What is required –
All records are to be retyped faithfully and completely.
#### Records for this task
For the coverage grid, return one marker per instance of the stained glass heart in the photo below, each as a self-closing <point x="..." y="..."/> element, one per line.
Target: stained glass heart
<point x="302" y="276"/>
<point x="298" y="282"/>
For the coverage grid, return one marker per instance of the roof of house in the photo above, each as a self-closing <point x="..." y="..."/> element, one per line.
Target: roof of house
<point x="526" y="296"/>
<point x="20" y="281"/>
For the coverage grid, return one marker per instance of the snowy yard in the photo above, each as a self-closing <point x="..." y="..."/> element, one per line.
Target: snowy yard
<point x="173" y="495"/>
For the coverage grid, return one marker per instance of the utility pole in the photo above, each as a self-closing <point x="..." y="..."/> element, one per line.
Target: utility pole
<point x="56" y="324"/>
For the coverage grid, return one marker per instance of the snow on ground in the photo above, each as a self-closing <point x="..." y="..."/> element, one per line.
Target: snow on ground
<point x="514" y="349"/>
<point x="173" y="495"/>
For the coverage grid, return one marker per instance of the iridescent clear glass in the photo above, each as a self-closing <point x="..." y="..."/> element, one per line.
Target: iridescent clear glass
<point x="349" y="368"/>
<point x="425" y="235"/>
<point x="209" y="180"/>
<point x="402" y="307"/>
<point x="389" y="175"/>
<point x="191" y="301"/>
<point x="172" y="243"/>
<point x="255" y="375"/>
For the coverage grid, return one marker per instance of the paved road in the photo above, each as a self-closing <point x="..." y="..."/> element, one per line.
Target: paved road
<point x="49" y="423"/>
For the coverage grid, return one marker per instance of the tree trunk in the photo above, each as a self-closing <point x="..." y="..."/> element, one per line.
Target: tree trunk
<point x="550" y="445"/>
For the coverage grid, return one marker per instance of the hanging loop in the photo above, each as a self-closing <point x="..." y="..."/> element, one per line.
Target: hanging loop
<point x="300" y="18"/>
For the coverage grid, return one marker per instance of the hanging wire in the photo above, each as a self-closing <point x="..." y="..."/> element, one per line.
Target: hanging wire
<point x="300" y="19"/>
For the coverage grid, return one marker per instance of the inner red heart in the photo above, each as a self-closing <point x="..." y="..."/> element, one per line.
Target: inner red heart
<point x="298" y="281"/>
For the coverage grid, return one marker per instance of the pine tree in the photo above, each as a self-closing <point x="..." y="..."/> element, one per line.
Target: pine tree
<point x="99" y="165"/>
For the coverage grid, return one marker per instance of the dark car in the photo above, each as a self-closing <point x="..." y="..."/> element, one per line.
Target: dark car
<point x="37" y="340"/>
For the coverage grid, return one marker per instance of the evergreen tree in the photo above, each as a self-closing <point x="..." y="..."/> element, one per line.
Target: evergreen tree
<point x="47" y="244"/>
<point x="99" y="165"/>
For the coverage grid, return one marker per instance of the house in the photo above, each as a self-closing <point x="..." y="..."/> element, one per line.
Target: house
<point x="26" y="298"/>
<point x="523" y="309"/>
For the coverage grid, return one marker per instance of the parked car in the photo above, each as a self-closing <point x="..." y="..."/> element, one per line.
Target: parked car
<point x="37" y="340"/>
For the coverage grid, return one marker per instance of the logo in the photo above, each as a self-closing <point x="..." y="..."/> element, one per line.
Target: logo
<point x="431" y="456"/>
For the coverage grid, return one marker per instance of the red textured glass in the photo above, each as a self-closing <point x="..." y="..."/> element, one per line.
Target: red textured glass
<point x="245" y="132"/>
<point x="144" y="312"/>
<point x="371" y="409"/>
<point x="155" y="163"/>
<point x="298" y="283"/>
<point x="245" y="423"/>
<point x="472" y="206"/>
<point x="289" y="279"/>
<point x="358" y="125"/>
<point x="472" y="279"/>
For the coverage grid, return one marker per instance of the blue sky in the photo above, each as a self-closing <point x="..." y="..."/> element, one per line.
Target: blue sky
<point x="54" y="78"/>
########
Finished exercise –
For the coverage grid, return one marker per instance of the stained glass heart in the photo below, each as a self-closing <point x="..." y="..."/> element, one per line.
Target: stained glass heart
<point x="302" y="276"/>
<point x="298" y="282"/>
For the coverage grid, return one marker per instance of the roof of house in the photo above, each as a self-closing <point x="..." y="..."/> element, one per line.
Target: roof of house
<point x="526" y="296"/>
<point x="20" y="281"/>
For the coverage grid, return one marker per instance of the snowy yard in the photo above, each as a self-closing <point x="..." y="..."/> element, one per line.
Target: snowy yard
<point x="173" y="495"/>
For the coverage grid, return one marker per instance of the utility pole in the photo above, each as a self-closing <point x="..." y="..."/> element, one per line.
Target: utility pole
<point x="56" y="324"/>
For the coverage grid, return one marker per instance of the snow on ground in the photo above, each as a self-closing <point x="..." y="..."/> element, one per line.
Target: snow on ground
<point x="514" y="349"/>
<point x="173" y="495"/>
For the coverage grid, return one marker per instance of the iridescent clear glass in the photo above, each as a self-closing <point x="..." y="..."/> element, one per line.
Target: iridescent clear glass
<point x="349" y="368"/>
<point x="425" y="235"/>
<point x="209" y="180"/>
<point x="402" y="307"/>
<point x="389" y="175"/>
<point x="191" y="301"/>
<point x="172" y="243"/>
<point x="255" y="375"/>
For the coverage grid, return one marker per instance of the paved road in the photo above, each as a self-closing <point x="..." y="..."/> element, one per line.
Target: paved road
<point x="49" y="423"/>
For the coverage grid, return one marker per instance of the tree trunk in the photo above, each as a self-closing <point x="..." y="..."/> element, one per line.
Target: tree trunk
<point x="550" y="445"/>
For the coverage grid, return one marker per instance of the hanging loop in the photo above, each as a self-closing <point x="..." y="..."/> element, one per line.
Target: hanging loop
<point x="300" y="18"/>
For the coverage grid, return one marker per instance of the hanging wire in the photo above, each as a self-closing <point x="..." y="..."/> element, one per line.
Target: hanging wire
<point x="300" y="19"/>
For the coverage grid, return one marker per instance of the inner red heart in the photo above, each as a self-closing <point x="..." y="..."/> element, one per line.
Target: inner red heart
<point x="298" y="281"/>
For the coverage grid, return one marker per instance of the pine tree in the photo above, each as a self-closing <point x="..." y="..."/> element, one per line.
Target: pine tree
<point x="99" y="165"/>
For the coverage grid, return one marker per instance of the dark car in the photo above, each as a self-closing <point x="..." y="..."/> element, one per line.
Target: dark car
<point x="37" y="340"/>
For the coverage grid, return one marker per instance of the evergreen tree in the photo above, each as a self-closing <point x="..." y="..."/> element, one per line.
Target: evergreen tree
<point x="47" y="244"/>
<point x="99" y="165"/>
For the coverage grid, return one marker per instance of the house in the photo above, each as a self-closing <point x="..." y="..."/> element, one per line.
Target: house
<point x="26" y="298"/>
<point x="523" y="309"/>
For the coverage grid, return one marker per instance of the parked car in the photo above, each as a self-closing <point x="..." y="..."/> element, one per line.
Target: parked car
<point x="37" y="340"/>
For the coverage grid, return one marker per instance of the logo in the photo above, each as a self-closing <point x="..." y="..."/> element, one per line.
Target: logo
<point x="431" y="456"/>
For the coverage grid, return one marker per instance of the red textured glass in the photo above, each as a self-closing <point x="..." y="..."/> element, one per line.
Target: red textured glass
<point x="245" y="132"/>
<point x="144" y="312"/>
<point x="371" y="409"/>
<point x="155" y="163"/>
<point x="298" y="283"/>
<point x="245" y="423"/>
<point x="472" y="206"/>
<point x="289" y="279"/>
<point x="358" y="125"/>
<point x="472" y="279"/>
For the coverage grid, return one marker per instance of the blue sky in the photo above, each as a self-closing <point x="..." y="..."/> element, one per line.
Target: blue sky
<point x="54" y="78"/>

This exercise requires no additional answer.